Working data
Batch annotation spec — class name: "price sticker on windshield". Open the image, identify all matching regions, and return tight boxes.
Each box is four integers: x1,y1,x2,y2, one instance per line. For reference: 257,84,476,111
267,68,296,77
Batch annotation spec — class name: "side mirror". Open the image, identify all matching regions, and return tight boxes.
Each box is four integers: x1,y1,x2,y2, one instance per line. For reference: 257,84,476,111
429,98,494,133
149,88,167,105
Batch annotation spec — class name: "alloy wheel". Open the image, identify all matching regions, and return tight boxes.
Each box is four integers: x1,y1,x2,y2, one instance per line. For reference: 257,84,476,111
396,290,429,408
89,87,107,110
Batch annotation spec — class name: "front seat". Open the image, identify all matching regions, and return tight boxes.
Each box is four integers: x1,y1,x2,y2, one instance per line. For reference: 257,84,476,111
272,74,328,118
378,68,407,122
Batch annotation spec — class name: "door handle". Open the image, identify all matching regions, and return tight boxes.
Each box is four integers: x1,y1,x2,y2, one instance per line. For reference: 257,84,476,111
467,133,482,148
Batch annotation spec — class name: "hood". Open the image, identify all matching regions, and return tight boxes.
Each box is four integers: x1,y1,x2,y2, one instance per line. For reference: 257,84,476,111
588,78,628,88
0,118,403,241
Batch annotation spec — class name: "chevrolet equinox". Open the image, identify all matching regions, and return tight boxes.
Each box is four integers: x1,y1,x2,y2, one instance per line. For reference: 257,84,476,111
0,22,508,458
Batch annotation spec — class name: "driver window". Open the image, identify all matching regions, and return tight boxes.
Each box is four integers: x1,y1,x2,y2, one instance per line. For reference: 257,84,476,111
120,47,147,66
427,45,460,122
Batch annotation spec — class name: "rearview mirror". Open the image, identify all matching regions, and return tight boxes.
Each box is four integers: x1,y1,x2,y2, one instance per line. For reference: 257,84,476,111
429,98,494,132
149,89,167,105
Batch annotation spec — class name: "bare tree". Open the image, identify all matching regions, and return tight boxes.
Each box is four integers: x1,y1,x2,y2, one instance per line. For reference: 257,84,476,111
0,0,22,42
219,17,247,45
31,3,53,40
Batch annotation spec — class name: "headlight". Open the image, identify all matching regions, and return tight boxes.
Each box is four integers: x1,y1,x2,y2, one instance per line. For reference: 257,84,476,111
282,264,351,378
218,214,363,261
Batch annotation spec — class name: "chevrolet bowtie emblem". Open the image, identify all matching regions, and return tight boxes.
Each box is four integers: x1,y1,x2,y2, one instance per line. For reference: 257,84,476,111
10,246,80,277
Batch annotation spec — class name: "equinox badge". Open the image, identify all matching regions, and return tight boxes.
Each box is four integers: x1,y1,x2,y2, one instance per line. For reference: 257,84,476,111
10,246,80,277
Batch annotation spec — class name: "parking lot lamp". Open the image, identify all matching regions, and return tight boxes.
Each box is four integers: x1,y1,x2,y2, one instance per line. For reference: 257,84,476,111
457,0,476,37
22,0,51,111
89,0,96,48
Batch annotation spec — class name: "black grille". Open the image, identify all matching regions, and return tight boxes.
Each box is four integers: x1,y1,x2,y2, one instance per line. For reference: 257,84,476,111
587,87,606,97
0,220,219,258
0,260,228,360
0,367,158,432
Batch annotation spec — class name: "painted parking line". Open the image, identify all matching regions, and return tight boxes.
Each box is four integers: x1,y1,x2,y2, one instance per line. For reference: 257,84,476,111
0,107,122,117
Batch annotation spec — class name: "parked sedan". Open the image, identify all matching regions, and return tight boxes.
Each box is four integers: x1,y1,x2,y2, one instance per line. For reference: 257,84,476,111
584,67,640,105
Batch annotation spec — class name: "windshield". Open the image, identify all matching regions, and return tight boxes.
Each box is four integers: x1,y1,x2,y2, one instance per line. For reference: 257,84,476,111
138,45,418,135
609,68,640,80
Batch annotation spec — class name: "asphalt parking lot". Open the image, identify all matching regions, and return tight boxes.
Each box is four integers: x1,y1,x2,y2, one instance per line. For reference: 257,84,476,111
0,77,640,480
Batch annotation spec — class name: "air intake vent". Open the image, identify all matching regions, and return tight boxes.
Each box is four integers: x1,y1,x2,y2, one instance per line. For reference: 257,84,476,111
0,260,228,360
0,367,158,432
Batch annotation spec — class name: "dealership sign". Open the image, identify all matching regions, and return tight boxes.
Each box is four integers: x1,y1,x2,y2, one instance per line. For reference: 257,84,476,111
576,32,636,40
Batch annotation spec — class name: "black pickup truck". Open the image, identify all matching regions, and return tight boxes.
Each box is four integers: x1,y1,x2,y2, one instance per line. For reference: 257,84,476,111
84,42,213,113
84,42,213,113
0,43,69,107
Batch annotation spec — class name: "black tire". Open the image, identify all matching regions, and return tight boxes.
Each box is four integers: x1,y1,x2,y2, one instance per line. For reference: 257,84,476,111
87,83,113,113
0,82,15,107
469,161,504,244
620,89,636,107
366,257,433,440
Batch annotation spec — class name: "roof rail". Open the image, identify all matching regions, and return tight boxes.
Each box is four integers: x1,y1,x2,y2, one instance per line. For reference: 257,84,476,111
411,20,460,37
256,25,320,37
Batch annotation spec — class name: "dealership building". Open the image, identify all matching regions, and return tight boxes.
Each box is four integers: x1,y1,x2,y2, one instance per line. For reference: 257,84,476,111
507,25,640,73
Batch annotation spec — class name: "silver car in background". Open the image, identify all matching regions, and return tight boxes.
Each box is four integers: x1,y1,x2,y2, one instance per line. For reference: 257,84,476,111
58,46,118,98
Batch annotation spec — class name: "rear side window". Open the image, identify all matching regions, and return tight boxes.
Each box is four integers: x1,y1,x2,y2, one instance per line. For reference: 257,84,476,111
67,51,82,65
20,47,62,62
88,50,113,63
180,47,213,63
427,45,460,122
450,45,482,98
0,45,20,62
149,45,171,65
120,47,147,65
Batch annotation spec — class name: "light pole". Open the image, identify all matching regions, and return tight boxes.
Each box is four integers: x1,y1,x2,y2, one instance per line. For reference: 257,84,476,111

Instructions to follow
Using the listing above, please repeat every entry exactly.

Correct answer
Batch annotation spec — class name: "price sticker on windshield". Open the image, identify all matching regions, and return tight boxes.
Each box is four integers: x1,y1,x2,y2, one instance per line. For reference: 257,84,476,111
267,68,296,77
Batch annotation spec — class name: "side mirror". Open the image, identify all matching regions, and return tight boxes.
Each box is four integers: x1,y1,x2,y2, one instance per line. For reference: 257,84,476,111
429,98,494,133
149,88,167,105
Batch annotation spec — class name: "alloy wheel". Open the image, identify all matching regions, and return tight boxes.
Each box is four integers: x1,y1,x2,y2, one instance per line. For reference: 257,84,476,111
396,290,429,408
89,87,107,110
Batch annotation spec — class name: "front seat". Open the image, identify all matching regions, and return tight boxes.
Each box is four integers: x1,y1,x2,y2, one instance per line. For reference: 257,84,476,111
272,74,328,118
378,68,407,122
Batch annotation spec — class name: "door handle". Open the image, identify all matching regions, and return tight boxes.
Each box is four integers: x1,y1,x2,y2, one instance per line. For reference: 257,84,476,111
467,133,482,148
Batch annotation spec — class name: "hood". Open the image, identify all matching regions, and return tight boxes.
Each box is four integers: x1,y1,x2,y2, one instance per line. For reference: 257,84,476,111
588,78,628,88
0,118,403,241
Batch annotation spec — class name: "chevrolet equinox". Open the image, identify all matching regions, and return tight boxes.
Each box is four integers: x1,y1,x2,y2, one instance per line. For reference: 257,84,476,111
0,22,508,458
Batch annotation spec — class name: "driver window". Open the image, identify all matching regions, and return tight boxes.
Each box is four integers: x1,y1,x2,y2, one instance per line. For reference: 257,84,476,111
120,47,147,66
427,45,460,122
Batch annotation spec — class name: "rearview mirror". Open the image, identify all matching regions, and return tight boxes.
Each box is four integers: x1,y1,x2,y2, one instance per line. For reference: 257,84,476,111
429,98,494,132
149,89,167,105
Batch annotation spec — class name: "bare tree". Open the image, identify all matching regions, and return tight boxes.
Each box is four integers: x1,y1,x2,y2, one instance per line. For reference: 257,84,476,111
0,0,22,42
219,17,247,45
31,3,53,40
Batch annotation spec — class name: "headlight". Open the image, identify all matching regions, and return tight boxes.
Each box is four integers: x1,y1,x2,y2, one instance per line. For reference: 257,84,476,111
282,264,351,378
218,214,363,261
Batch annotation spec — class name: "chevrolet bowtie emblem". Open the image, identify all matching regions, and return tight boxes.
Each box is four integers: x1,y1,x2,y2, one instance per line. For reference: 257,84,476,111
10,246,80,277
Batch annotation spec — class name: "equinox badge". Open the image, identify all matching regions, and return tight boxes.
Each box is four integers: x1,y1,x2,y2, one instance per line. For reference: 257,84,476,111
10,246,80,277
Batch annotation spec — class name: "parking lot lamp". Open the image, identify all matching regions, and return tight boxes.
Each box is four integers: x1,y1,x2,y2, one instance per line. For reference: 257,84,476,111
457,0,476,37
22,0,51,111
89,0,96,48
Batch annotation spec — class name: "black grille". Open the image, identify all matching regions, and return tight boxes.
Each box is four integers: x1,y1,x2,y2, one instance per line. For reference: 257,84,476,111
587,87,606,97
0,220,219,258
0,260,228,360
0,367,158,432
Batch annotation spec — class name: "painted parking line". Open the image, identify all matching regions, and return tight boxes.
Each box is four integers: x1,y1,x2,y2, one instance per line. For reference: 257,84,476,111
0,107,122,117
Batch annotation spec — class name: "parked sedan". Open the image, identify all matching regions, and return tight boxes.
Each box is four integers: x1,y1,x2,y2, one instance per line. For reference: 257,84,476,111
584,67,640,105
Batch annotation spec — class name: "windshield". Open the image, identify all matching regions, and return tight boxes.
Each box is four integers: x1,y1,x2,y2, one instance per line. For reference: 257,84,476,111
138,45,418,135
609,68,640,80
Batch annotation spec — class name: "asphalt parking lot". Open the image, identify all matching regions, and return tight boxes.
Each box is four integers: x1,y1,x2,y2, one instance per line. For reference: 257,84,476,111
0,77,640,480
Batch annotation spec — class name: "air intake vent". Open the image, identify all matching regions, and return tight boxes.
Each box is four integers: x1,y1,x2,y2, one instance per line. For reference: 257,84,476,111
0,260,228,360
0,367,158,432
Batch annotation spec — class name: "dealership sign". Open the image, identify all matching regions, and return tight boxes.
Each box is four integers: x1,y1,x2,y2, one instance per line. For reference: 257,84,476,111
576,32,636,40
Batch annotation spec — class name: "black pickup truck". Open the image, identify all matching regions, and return tight boxes.
Each box is four integers: x1,y1,x2,y2, one instance per line. For reference: 257,84,476,111
84,42,213,113
84,42,213,113
0,43,69,107
Batch annotation spec — class name: "black tire". Open the image, identify all matching regions, and return tight boxes.
Each box is four integers: x1,y1,x2,y2, one instance per line. For reference: 257,84,476,111
87,83,113,113
0,82,15,107
469,161,504,244
620,89,636,107
366,257,433,440
Batch annotation spec — class name: "roof rail". Open the image, identify all matching regions, and return tight boxes.
Each box is four integers: x1,y1,x2,y2, one instance per line. For reference: 257,84,476,111
411,20,460,37
256,25,320,37
Batch annotation spec — class name: "dealership building". Open the image, identify all matching regions, and return tight boxes.
Each box is four integers: x1,y1,x2,y2, one instance per line. For reference: 257,84,476,111
507,25,640,73
Batch annotation spec — class name: "silver car in background". Open the image, identify all matching regions, and return tight boxes.
Each box is four integers: x1,y1,x2,y2, one instance per line. For reference: 257,84,476,111
58,46,118,98
Batch annotation spec — class name: "rear side window". Open the image, identify all matching regions, and return tight boxes.
Each box is four integers: x1,y1,x2,y2, one instance per line. For reference: 257,84,476,111
67,51,82,65
20,47,62,62
88,50,113,63
180,47,213,63
427,45,460,122
450,45,482,98
0,45,20,62
149,45,171,65
120,47,147,65
Batch annotation spec — class name: "light pole". Open the image, identify all matching regions, and return tight boxes.
Each box is four integers: x1,y1,x2,y2, one instance per line. For reference: 257,84,476,111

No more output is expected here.